## Text block
*** Block opens ***

Petitioners claim their prevailing party status with respect to the subject of the motion to restrain; i.e., "Respondent's clearly improper and illegal assessment of a tax liability for 2007". They elaborate: "Petitioners are the 'prevailing party' insofar as the Respondent admitted the illegality of the assessment made, the improper seizure and application of the Petitioners' 2010 refund against such assessment, and ultimately reversed and abated such assessment against the Petitioners, and released their 2010 income tax refund." Petitioners certainly did prevail in the sense they describe; however, that is not a sufficient showing for us to find that they are the prevailing party in this proceeding. For us to so find, we would have to find, among other things, that respondent's improper action in prematurely assessing their 2007 tax liability and applying the overpayment against that liability (the premature assessment issue) was the most significant issue presented. See sec. 7430(c)(4)(A)(i)(II). Petitioners have proposed no such finding, nor do we think that the record would support that finding. The premature assessment issue was not the primary issue in this case. See Huckaby v. U.S. Dept. of Treasury, 804 F.2d 297, 300 (5th Cir. 1986) (holding an issue most significant because it was the "primary issue"). The primary issues in the case were the adjustments giving rise to the deficiency in tax and the accuracy-related penalty. Petitioners mostly failed with respect to those issues. They prevailed with respect to the premature assessment issue, but that success was mostly won before they made the motion to restrain. Complete success was gained only days thereafter, with both respondent's Appeals officer and his counsel in this case agreeing with petitioners from the outset that the assessment was premature and thus improper. We are not convinced that, absent the filing of the motion to restrain, petitioners would not, with a little more patience, have as quickly succeeded with respect to the premature assessment issue. We consider the weight of their successes against the weight of their failures in determining the most significant issue (or set of issues) presented. See Goettee v. Commissioner, 124 T.C. 286, 292 (2005), aff'd, 192 Fed. Appx. 212, 222-223 (4th Cir. 2006). The premature assessment issue was not the most significant issue presented.

*** Block closes ***

## Exercise data

*** Block opens ***

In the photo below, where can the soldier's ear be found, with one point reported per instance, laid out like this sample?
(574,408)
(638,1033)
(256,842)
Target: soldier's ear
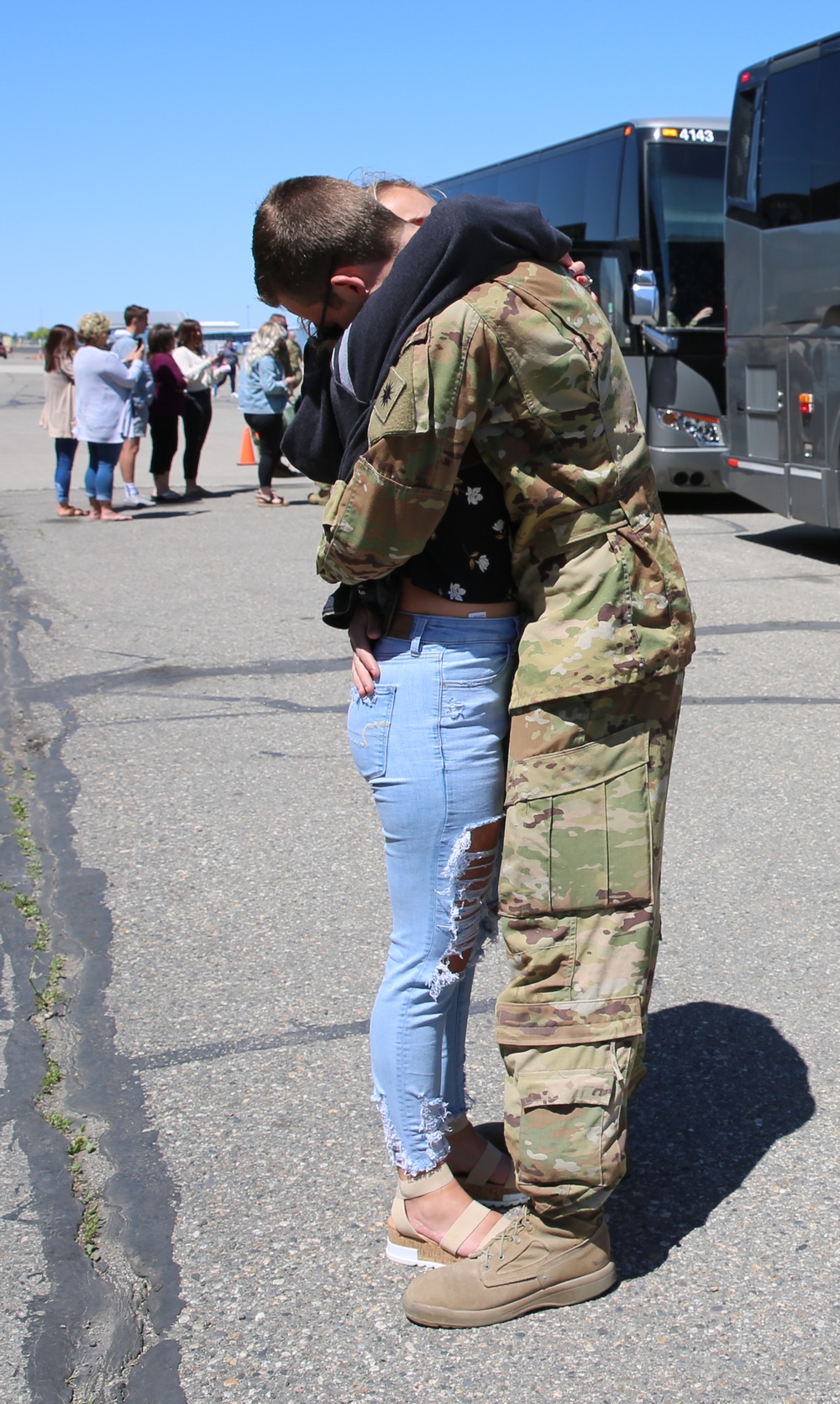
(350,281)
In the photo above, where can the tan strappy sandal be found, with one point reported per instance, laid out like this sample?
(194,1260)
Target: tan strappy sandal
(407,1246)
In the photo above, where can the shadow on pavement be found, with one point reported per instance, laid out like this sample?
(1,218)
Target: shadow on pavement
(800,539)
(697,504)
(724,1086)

*** Block closes ***
*** Block opens ***

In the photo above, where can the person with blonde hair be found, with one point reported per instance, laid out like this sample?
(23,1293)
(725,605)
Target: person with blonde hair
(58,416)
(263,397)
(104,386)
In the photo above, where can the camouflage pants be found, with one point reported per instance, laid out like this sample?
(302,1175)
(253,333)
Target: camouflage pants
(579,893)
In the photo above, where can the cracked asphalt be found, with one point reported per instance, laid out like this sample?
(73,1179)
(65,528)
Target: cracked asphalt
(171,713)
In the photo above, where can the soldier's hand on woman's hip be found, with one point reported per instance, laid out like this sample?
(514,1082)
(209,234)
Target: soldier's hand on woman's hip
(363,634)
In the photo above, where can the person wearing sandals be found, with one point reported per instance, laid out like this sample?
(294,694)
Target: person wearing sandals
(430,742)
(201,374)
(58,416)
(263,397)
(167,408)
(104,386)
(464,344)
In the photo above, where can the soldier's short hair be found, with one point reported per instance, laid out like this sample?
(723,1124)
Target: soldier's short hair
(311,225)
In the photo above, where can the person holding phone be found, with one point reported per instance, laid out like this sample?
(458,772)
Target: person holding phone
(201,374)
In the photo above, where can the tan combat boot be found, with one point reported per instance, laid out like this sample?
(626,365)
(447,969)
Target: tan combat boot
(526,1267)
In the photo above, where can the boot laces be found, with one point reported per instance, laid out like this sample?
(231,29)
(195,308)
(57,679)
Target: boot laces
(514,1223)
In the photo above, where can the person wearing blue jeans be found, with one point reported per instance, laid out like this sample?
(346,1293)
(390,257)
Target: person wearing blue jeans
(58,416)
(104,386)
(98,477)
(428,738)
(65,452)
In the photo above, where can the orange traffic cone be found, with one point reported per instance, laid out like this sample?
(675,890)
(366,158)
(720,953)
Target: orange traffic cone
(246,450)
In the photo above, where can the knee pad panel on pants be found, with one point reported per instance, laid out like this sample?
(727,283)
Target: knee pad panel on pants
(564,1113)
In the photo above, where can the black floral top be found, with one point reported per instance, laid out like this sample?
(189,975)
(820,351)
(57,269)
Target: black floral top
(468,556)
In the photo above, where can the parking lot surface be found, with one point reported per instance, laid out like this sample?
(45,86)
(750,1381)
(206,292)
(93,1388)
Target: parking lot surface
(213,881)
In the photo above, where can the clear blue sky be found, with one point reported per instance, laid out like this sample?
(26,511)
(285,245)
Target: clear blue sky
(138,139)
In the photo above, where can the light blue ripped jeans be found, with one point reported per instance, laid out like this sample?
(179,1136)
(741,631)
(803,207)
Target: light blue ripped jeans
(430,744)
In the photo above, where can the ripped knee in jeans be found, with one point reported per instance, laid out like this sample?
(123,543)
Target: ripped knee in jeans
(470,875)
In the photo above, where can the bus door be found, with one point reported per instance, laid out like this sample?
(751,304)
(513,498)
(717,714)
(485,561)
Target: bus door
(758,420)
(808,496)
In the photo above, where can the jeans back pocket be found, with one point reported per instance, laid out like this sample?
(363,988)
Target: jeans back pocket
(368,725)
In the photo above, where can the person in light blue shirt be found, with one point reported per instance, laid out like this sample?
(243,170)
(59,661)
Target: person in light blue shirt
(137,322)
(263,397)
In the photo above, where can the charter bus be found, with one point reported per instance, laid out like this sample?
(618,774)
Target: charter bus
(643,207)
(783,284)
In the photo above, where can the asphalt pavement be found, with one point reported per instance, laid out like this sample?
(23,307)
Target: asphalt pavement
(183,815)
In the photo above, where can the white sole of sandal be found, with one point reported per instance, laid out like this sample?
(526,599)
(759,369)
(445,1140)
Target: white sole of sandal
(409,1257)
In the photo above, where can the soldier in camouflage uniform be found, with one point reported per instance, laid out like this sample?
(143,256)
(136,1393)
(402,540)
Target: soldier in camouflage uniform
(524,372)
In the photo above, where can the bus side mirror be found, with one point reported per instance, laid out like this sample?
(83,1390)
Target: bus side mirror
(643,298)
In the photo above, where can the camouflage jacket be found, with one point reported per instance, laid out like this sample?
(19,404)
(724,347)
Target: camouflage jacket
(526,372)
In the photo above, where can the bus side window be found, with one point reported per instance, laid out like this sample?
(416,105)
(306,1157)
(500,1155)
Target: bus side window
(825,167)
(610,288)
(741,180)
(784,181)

*** Block closes ***
*** Block opens ***

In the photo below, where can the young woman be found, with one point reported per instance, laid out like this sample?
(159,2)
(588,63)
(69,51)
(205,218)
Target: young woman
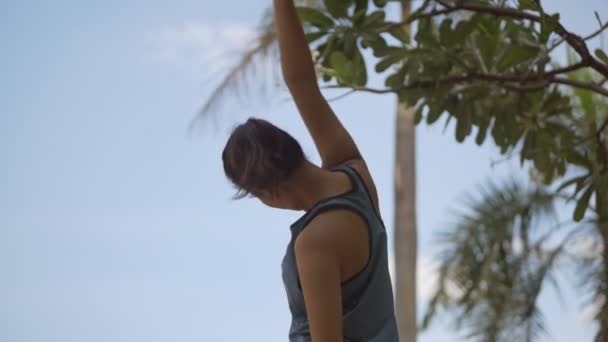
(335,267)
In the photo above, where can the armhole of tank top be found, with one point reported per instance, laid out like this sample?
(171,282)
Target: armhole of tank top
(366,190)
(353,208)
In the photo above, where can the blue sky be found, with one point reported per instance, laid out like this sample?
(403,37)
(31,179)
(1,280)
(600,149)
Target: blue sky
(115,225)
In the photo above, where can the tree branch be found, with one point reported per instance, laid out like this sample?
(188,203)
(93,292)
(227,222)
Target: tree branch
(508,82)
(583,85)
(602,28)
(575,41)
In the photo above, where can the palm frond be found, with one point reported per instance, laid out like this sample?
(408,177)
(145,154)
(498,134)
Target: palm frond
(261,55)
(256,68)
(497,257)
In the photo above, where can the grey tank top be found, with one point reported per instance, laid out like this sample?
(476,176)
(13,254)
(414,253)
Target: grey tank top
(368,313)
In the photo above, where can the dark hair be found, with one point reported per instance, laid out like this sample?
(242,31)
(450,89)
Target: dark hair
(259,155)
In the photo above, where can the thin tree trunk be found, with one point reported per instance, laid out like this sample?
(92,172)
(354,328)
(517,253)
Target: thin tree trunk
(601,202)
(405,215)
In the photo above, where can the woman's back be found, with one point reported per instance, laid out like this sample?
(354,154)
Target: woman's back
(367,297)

*** Block closes ***

Please reproduce, word for word, the passage above on the petitioners' claim to prevailing party status.

## Solution to the exercise
Petitioners claim their prevailing party status with respect to the subject of the motion to restrain; i.e., "Respondent's clearly improper and illegal assessment of a tax liability for 2007". They elaborate: "Petitioners are the 'prevailing party' insofar as the Respondent admitted the illegality of the assessment made, the improper seizure and application of the Petitioners' 2010 refund against such assessment, and ultimately reversed and abated such assessment against the Petitioners, and released their 2010 income tax refund." Petitioners certainly did prevail in the sense they describe; however, that is not a sufficient showing for us to find that they are the prevailing party in this proceeding. For us to so find, we would have to find, among other things, that respondent's improper action in prematurely assessing their 2007 tax liability and applying the overpayment against that liability (the premature assessment issue) was the most significant issue presented. See sec. 7430(c)(4)(A)(i)(II). Petitioners have proposed no such finding, nor do we think that the record would support that finding. The premature assessment issue was not the primary issue in this case. See Huckaby v. U.S. Dept. of Treasury, 804 F.2d 297, 300 (5th Cir. 1986) (holding an issue most significant because it was the "primary issue"). The primary issues in the case were the adjustments giving rise to the deficiency in tax and the accuracy-related penalty. Petitioners mostly failed with respect to those issues. They prevailed with respect to the premature assessment issue, but that success was mostly won before they made the motion to restrain. Complete success was gained only days thereafter, with both respondent's Appeals officer and his counsel in this case agreeing with petitioners from the outset that the assessment was premature and thus improper. We are not convinced that, absent the filing of the motion to restrain, petitioners would not, with a little more patience, have as quickly succeeded with respect to the premature assessment issue. We consider the weight of their successes against the weight of their failures in determining the most significant issue (or set of issues) presented. See Goettee v. Commissioner, 124 T.C. 286, 292 (2005), aff'd, 192 Fed. Appx. 212, 222-223 (4th Cir. 2006). The premature assessment issue was not the most significant issue presented.